Things to do ->
a: Copy word for word the part of the Stevie Nicks piece starting with "But how it went" and going on through "ago—which strained credulity.".
b: List every person named in the Stevie Nicks piece.

Reality check
I saw Stevie Nicks in concert, and while I enjoyed the show, I’m still wrestling with the reality that she somehow sounded better live—at seventy-seven—than she did on the studio recordings from her prime.
The other night I took my SO Jodi to see her favorite witchy songstress, seventy-seven-year-old, two-time Rock & Roll Hall of Famer Stevie Nicks.
I’ll admit, I had doubts about Sister Stevie’s ability to hit notes she navigated dubiously even in her prime. Stevie’s voice has always been more vibe than virtuosity, and I joked that she should bring along some powerhouse backup singers, maybe the same sistas who helped Madonna get through Like a Prayer.
But how it went is that Stevie sounded amazing. Shockingly amazing. She sounded better live, at seventy-seven, than on the studio versions of songs she recorded decades ago—which strained credulity.
Jodi said the sound engineers gave us no choice but to suspend disbelief and accept that Stevie had somehow reversed time and found a pitch she hadn’t previously possessed. Because the alternative was to admit that what we were hearing was sprinkled with a little digital fairy dust.

Supplied entries ->

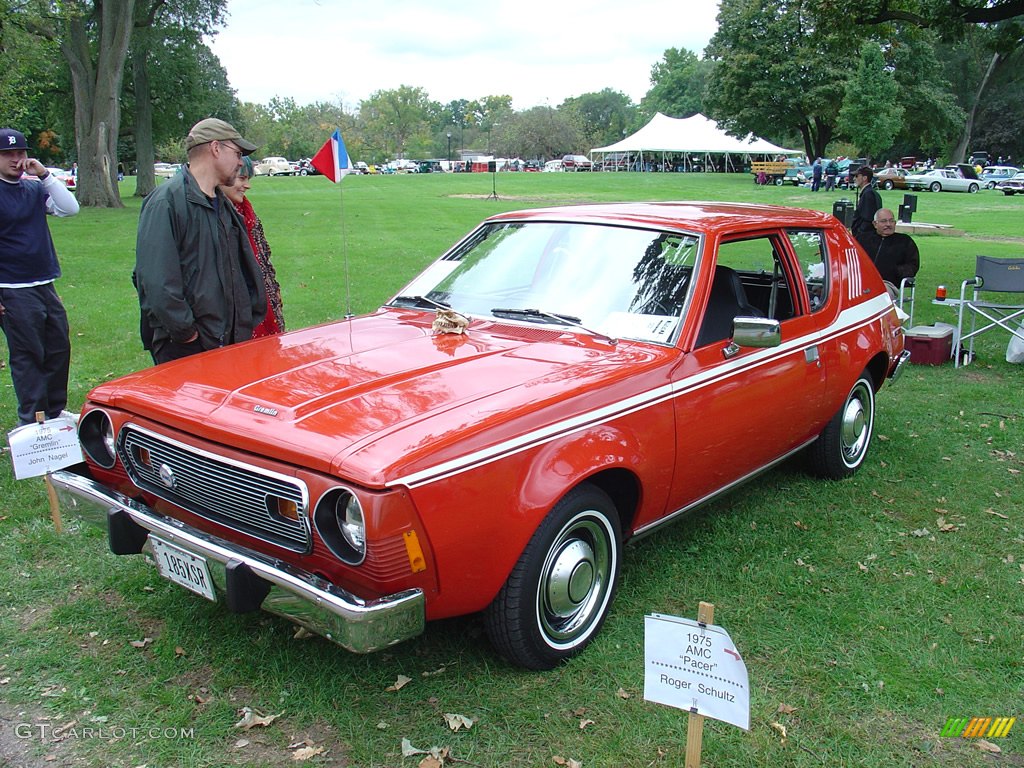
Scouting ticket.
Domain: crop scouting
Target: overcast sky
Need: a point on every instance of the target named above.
(540, 52)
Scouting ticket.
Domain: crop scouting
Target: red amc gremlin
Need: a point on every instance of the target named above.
(559, 382)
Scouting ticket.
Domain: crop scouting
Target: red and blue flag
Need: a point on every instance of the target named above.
(332, 159)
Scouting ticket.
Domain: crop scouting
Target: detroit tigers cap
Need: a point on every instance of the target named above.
(11, 139)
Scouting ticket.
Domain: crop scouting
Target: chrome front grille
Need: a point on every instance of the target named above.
(242, 497)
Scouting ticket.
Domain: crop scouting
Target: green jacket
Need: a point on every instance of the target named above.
(195, 267)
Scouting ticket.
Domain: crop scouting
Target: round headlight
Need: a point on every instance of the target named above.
(96, 434)
(349, 516)
(341, 524)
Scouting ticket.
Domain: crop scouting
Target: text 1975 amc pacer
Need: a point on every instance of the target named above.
(559, 382)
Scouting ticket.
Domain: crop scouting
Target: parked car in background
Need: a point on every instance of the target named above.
(993, 174)
(891, 178)
(942, 179)
(577, 163)
(273, 167)
(304, 167)
(166, 170)
(559, 382)
(1013, 185)
(979, 158)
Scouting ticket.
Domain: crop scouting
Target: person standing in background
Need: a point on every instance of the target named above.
(273, 323)
(868, 202)
(32, 314)
(199, 285)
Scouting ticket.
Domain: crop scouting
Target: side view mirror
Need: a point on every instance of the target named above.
(757, 332)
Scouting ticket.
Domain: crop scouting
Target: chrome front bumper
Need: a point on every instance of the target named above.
(247, 580)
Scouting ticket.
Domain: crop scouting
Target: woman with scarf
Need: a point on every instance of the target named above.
(274, 321)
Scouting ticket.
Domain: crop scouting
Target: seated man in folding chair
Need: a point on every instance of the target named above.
(895, 254)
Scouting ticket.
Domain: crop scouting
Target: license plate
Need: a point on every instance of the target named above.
(182, 567)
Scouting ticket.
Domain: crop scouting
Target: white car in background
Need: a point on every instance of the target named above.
(166, 170)
(942, 179)
(273, 167)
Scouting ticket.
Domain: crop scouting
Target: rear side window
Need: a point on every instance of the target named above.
(809, 245)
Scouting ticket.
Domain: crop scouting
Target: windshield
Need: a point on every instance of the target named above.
(622, 282)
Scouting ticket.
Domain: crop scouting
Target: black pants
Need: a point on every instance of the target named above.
(36, 326)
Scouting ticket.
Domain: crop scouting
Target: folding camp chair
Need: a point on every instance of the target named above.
(906, 299)
(991, 275)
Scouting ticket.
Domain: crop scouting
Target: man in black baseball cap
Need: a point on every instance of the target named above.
(11, 139)
(200, 286)
(32, 315)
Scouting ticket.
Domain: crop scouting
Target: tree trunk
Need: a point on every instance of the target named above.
(96, 87)
(145, 178)
(960, 154)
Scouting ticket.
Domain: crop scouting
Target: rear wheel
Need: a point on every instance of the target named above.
(559, 592)
(843, 444)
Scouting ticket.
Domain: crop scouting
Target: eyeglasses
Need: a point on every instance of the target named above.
(232, 147)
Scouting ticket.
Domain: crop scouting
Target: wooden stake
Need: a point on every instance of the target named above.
(694, 728)
(50, 491)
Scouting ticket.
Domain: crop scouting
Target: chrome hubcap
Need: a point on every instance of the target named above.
(576, 580)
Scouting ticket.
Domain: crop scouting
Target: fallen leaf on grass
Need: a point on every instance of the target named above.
(781, 731)
(251, 719)
(399, 683)
(457, 722)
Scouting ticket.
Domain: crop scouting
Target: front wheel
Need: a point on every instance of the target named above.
(559, 592)
(843, 444)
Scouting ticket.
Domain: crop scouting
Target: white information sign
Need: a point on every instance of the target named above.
(38, 449)
(695, 668)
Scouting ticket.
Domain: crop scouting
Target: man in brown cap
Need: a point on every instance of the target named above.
(200, 286)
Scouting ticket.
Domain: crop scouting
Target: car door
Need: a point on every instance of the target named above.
(739, 409)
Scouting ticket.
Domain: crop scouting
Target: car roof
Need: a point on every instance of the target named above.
(689, 216)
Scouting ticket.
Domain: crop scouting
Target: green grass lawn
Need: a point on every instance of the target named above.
(868, 611)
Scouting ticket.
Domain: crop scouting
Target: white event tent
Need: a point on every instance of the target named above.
(688, 137)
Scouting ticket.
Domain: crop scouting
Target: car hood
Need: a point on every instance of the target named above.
(381, 397)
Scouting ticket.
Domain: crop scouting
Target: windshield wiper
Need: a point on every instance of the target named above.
(420, 300)
(562, 320)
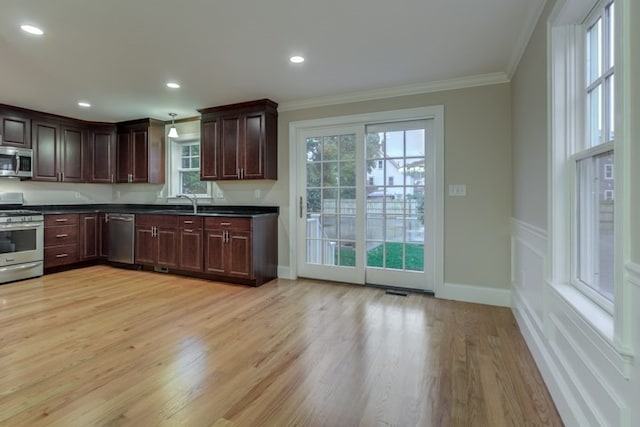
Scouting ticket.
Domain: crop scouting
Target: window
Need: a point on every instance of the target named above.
(184, 162)
(582, 151)
(593, 157)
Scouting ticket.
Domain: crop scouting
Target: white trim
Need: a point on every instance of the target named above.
(431, 112)
(522, 42)
(391, 92)
(284, 272)
(633, 273)
(476, 294)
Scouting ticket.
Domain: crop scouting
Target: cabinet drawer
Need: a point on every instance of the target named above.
(66, 219)
(62, 235)
(228, 223)
(60, 255)
(189, 221)
(168, 221)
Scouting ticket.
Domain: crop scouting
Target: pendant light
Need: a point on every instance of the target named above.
(173, 132)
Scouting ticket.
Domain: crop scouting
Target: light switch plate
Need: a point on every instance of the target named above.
(457, 190)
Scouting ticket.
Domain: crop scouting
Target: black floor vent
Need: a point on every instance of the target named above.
(393, 292)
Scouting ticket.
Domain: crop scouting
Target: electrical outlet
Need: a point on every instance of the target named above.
(458, 190)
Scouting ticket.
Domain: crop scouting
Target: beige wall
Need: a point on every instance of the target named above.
(529, 109)
(477, 153)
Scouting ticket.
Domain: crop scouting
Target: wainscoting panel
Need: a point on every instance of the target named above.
(591, 383)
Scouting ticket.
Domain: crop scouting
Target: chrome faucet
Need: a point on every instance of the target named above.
(192, 198)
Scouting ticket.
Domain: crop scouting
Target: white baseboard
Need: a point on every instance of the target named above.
(284, 272)
(476, 294)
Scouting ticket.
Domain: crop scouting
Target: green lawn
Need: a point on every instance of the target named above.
(375, 256)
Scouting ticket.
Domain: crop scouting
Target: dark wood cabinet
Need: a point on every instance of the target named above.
(103, 231)
(190, 251)
(239, 141)
(60, 240)
(57, 152)
(157, 240)
(89, 236)
(15, 129)
(101, 154)
(242, 248)
(140, 153)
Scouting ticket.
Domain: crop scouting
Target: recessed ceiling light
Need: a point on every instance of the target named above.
(32, 30)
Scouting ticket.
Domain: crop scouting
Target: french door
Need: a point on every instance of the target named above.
(366, 203)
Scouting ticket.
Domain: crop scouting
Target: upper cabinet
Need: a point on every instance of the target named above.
(101, 154)
(15, 129)
(239, 141)
(57, 151)
(140, 151)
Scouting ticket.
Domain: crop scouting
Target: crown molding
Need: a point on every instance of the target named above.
(392, 92)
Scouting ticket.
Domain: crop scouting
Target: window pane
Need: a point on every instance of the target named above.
(611, 105)
(190, 183)
(595, 210)
(594, 51)
(595, 116)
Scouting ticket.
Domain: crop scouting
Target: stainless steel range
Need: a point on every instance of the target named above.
(21, 240)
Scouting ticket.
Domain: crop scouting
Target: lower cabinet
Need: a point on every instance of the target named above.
(190, 251)
(157, 240)
(241, 248)
(89, 236)
(60, 240)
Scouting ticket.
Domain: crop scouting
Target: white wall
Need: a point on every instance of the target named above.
(592, 383)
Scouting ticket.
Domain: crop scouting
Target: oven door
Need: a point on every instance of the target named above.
(21, 243)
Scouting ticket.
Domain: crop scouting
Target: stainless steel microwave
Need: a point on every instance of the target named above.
(16, 162)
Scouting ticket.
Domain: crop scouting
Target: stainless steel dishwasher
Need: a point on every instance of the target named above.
(122, 237)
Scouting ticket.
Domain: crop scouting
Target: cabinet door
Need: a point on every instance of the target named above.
(45, 154)
(123, 156)
(70, 154)
(229, 149)
(89, 236)
(209, 150)
(104, 236)
(239, 255)
(253, 146)
(140, 156)
(190, 250)
(167, 254)
(214, 257)
(101, 159)
(15, 131)
(145, 245)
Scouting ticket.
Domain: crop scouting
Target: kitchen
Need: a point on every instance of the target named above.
(495, 142)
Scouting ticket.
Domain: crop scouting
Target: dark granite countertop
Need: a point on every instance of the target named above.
(206, 210)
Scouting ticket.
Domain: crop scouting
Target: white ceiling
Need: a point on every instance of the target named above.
(118, 54)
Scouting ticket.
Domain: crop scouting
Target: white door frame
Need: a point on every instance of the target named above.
(431, 112)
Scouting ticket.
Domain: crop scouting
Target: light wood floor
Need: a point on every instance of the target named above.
(106, 347)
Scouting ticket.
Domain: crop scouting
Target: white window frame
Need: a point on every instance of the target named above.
(567, 127)
(189, 134)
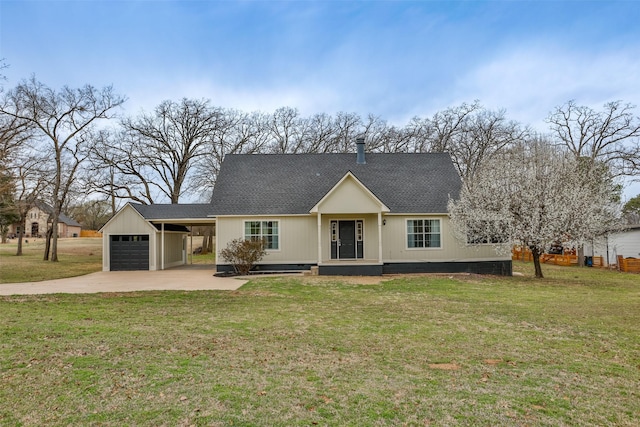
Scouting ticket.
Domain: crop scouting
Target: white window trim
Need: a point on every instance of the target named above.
(406, 235)
(244, 228)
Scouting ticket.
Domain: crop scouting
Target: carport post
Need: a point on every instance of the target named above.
(162, 246)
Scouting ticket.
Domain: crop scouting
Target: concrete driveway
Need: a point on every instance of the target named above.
(188, 278)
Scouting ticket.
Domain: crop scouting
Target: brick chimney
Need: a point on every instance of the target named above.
(360, 145)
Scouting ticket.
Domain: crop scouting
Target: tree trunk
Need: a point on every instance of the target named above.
(47, 245)
(580, 256)
(23, 222)
(535, 252)
(54, 236)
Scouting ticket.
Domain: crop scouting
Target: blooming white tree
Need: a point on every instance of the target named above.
(534, 195)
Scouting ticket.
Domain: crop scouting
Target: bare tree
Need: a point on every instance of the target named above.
(63, 122)
(480, 135)
(167, 143)
(530, 197)
(609, 136)
(32, 177)
(236, 133)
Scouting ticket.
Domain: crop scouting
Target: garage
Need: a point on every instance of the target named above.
(150, 237)
(129, 252)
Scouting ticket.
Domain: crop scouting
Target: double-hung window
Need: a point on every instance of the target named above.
(423, 233)
(267, 231)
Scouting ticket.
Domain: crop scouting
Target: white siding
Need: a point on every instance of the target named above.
(394, 235)
(173, 249)
(299, 242)
(349, 198)
(128, 221)
(298, 238)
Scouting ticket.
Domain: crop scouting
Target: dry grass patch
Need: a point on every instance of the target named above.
(329, 351)
(77, 256)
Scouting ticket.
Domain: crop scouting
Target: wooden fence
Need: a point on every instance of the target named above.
(565, 259)
(628, 265)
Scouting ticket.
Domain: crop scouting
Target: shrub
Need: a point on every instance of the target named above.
(243, 254)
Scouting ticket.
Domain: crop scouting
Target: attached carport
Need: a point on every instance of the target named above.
(151, 237)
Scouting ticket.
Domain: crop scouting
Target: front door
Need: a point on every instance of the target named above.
(347, 239)
(347, 236)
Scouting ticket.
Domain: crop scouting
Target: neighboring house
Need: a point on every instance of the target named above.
(625, 243)
(150, 237)
(342, 213)
(38, 222)
(347, 214)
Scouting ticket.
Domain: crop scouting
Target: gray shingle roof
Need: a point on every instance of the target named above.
(273, 184)
(169, 211)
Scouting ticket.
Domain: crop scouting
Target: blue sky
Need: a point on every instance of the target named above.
(394, 59)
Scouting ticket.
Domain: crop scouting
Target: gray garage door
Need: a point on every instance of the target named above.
(129, 252)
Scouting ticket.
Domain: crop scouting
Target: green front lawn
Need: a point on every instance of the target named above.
(76, 257)
(414, 350)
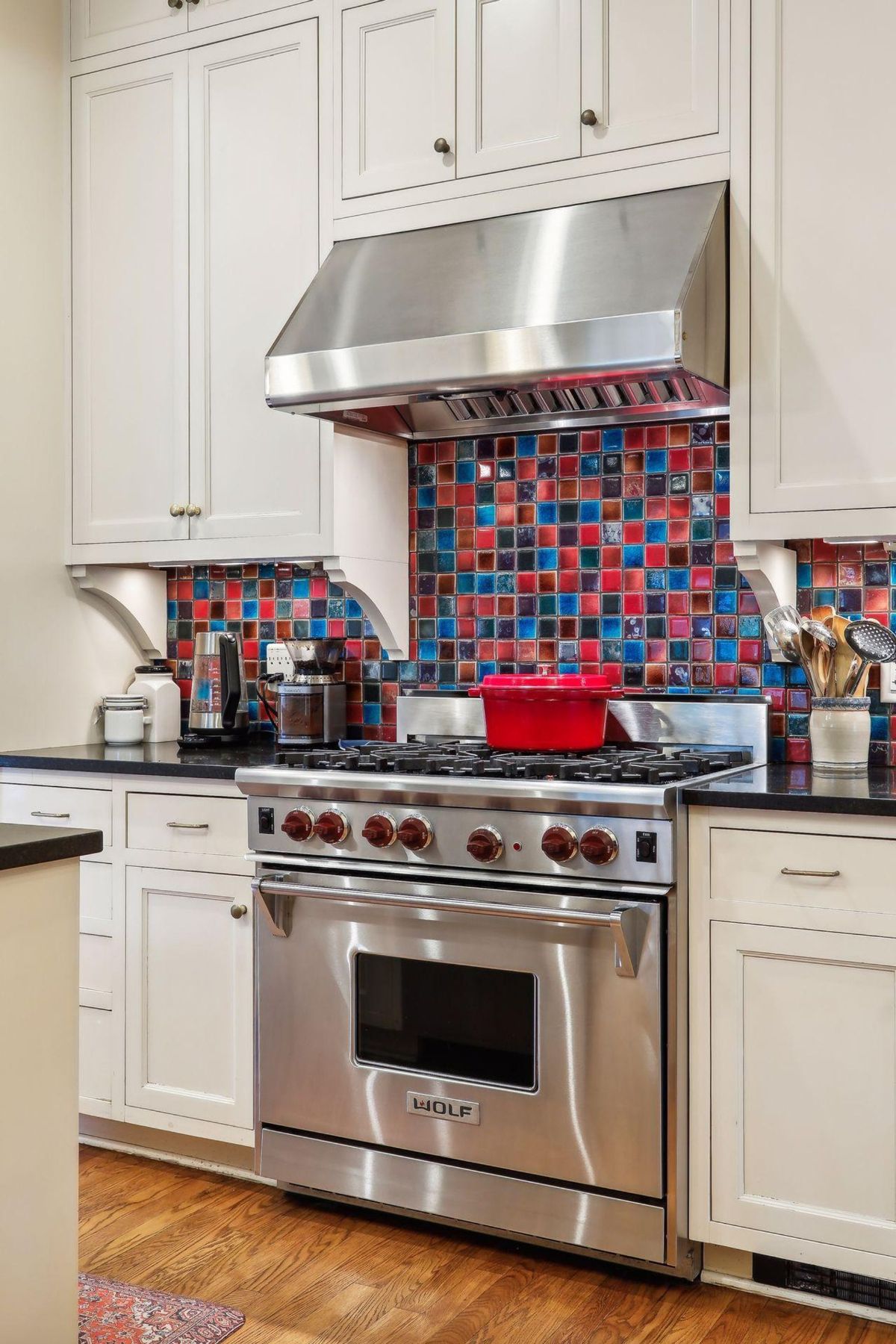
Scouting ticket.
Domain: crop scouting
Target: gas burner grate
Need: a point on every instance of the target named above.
(615, 764)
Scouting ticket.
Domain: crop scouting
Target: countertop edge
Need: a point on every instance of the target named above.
(26, 846)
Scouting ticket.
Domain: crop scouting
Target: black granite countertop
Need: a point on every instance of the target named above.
(794, 788)
(149, 759)
(25, 846)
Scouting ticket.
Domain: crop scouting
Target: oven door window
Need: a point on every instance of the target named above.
(450, 1021)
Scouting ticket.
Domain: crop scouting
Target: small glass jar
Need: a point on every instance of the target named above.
(840, 734)
(122, 719)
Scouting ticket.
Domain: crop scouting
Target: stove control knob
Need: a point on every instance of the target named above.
(600, 846)
(415, 833)
(332, 827)
(299, 824)
(485, 844)
(379, 831)
(561, 843)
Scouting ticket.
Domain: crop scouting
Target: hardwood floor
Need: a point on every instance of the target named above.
(308, 1273)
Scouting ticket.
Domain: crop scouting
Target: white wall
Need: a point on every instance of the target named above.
(58, 653)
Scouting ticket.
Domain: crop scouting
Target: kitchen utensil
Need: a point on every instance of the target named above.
(156, 683)
(874, 643)
(218, 709)
(122, 719)
(305, 714)
(783, 628)
(526, 712)
(824, 645)
(840, 734)
(842, 655)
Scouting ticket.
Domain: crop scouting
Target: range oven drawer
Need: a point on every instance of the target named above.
(586, 1219)
(501, 1028)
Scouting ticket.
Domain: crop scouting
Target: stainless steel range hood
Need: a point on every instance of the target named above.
(601, 314)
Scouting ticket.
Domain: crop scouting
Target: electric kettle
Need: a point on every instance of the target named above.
(218, 709)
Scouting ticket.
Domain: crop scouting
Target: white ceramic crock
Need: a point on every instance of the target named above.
(840, 734)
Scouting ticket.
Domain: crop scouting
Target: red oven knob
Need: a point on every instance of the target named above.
(379, 831)
(415, 833)
(561, 843)
(600, 846)
(299, 824)
(485, 844)
(332, 827)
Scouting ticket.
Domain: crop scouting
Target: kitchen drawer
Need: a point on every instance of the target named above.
(825, 871)
(186, 824)
(40, 804)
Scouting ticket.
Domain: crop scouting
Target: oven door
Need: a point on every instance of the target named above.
(465, 1023)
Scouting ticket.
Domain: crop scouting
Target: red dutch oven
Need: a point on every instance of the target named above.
(528, 712)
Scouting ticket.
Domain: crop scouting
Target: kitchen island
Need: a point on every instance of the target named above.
(40, 880)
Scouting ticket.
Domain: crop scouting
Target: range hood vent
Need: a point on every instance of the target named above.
(602, 314)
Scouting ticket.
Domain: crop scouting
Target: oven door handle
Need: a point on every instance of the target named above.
(626, 922)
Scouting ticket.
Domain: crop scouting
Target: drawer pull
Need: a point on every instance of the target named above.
(810, 873)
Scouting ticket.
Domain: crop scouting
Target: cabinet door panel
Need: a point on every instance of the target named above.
(517, 84)
(203, 13)
(398, 94)
(188, 995)
(129, 302)
(254, 249)
(649, 72)
(111, 25)
(803, 1083)
(821, 302)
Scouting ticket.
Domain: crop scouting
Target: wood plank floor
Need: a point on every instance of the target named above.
(311, 1273)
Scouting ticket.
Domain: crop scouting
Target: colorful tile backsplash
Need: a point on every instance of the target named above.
(601, 550)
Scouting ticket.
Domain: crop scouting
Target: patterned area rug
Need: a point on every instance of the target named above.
(117, 1313)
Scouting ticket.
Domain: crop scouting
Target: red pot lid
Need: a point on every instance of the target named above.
(532, 682)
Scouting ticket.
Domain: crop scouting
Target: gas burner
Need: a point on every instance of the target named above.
(615, 764)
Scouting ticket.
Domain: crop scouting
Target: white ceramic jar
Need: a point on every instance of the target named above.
(122, 719)
(840, 734)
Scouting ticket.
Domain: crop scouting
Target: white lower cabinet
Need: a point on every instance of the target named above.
(803, 1083)
(188, 999)
(793, 1038)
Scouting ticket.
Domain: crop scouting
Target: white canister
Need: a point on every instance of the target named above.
(840, 732)
(122, 719)
(156, 683)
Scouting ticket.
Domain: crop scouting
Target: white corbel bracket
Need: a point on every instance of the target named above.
(771, 571)
(382, 589)
(137, 598)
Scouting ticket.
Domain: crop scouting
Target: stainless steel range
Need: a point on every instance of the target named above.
(472, 974)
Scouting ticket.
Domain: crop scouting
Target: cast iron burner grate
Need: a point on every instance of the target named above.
(474, 759)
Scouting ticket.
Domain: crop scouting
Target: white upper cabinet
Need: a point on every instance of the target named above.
(131, 317)
(818, 187)
(254, 246)
(517, 82)
(398, 96)
(649, 72)
(100, 26)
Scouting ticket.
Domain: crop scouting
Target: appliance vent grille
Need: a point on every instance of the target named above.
(633, 394)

Answers by item ->
a:
But how it went is that Stevie sounded amazing. Shockingly amazing. She sounded better live, at seventy-seven, than on the studio versions of songs she recorded decades ago—which strained credulity.

b: Stevie Nicks, Jodi, Madonna